Tarefas a realizar |
- A) Liste os adjetivos que o texto sobre a gastronomia na pandemia usa para caracterizar a relação com a cozinha.
- B) Segundo o texto sobre a gastronomia na pandemia, o que volta a ser tão fundamental quanto respirar?
- C) Escreva a continuação do texto sobre a gastronomia na pandemia a partir da última frase.

Trecho para leitura |

· · · ·

Pouco importa se é alta, baixa ou média gastronomia! Isso é o que menos importa nesse momento. Agora precisamos reescrever algumas páginas que o sofrimento desta pandemia rasgou. Estamos todos na mesma, acreditando nos nossos sonhos. Quem acredita de verdade e coloca todas as suas forças e energias nisso, com certeza viverá.
Mas será fundamental enxergar que tudo mudou. Que a natureza mandou recados fortíssimos e definitivos. Que todos nós fomos obrigados a reavaliar tanta coisa e por isso mesmo, a relação com a cozinha volta a ser intrínseca, emotiva e visceral. Os encontros, a sociabilização, voltam a ser algo tão fundamental quanto respirar. Logo, vamos precisar reavaliar esse contexto para que possamos aproveitar cada momento com muito mais alegria e entendendo o quanto cada encontro desses representa na nossa vida.
Cada um saberá o que fazer, porque não é possível que alguém tenha passado por tudo isso e não tenha reavaliado ou aprendido alguma coisa.

· · · ·

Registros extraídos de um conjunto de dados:
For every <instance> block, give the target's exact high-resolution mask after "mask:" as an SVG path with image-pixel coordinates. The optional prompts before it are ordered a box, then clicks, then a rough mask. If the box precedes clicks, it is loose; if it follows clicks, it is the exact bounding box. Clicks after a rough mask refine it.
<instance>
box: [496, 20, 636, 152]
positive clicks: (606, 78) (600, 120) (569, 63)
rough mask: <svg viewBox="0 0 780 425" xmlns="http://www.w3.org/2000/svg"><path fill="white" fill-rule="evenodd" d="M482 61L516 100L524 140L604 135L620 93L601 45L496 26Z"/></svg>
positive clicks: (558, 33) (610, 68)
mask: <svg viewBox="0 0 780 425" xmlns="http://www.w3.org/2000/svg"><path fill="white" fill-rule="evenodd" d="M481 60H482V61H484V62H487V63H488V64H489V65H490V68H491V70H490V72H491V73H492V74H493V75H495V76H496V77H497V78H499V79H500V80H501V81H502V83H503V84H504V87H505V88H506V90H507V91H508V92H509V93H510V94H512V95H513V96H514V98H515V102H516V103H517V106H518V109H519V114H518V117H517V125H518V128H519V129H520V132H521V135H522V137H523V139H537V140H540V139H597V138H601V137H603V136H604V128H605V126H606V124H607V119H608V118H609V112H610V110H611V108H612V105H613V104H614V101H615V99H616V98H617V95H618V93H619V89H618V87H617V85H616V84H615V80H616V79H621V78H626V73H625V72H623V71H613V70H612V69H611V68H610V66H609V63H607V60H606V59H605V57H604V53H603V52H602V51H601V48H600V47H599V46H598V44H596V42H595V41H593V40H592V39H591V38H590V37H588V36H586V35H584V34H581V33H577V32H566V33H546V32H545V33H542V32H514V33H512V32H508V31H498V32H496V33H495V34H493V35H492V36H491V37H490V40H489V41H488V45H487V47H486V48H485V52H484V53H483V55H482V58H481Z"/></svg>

· · · ·

Respostas do exercício |
- A) intrínseca, emotiva, visceral

- B) Os encontros e a sociabilização.

- C)
Acho que assim como o advento da cozinha molecular ou tecnoemocional - você gostando dela ou não - foi importante para tantas mudanças que vivemos na gastronomia. Porque diante de tanta inovação, tanta novidade, tanta experimentação, até quem não era fã desse tipo de cozinha, como eu, foi obrigado a se mexer, a fazer diferente, a propor algo novo. A fase que estamos vivendo também será importantíssima para restabelecer um novo diálogo com a comida, com a cozinha, com o próprio ser humano. Estou apostando as minhas fichas no melhor que está por vir!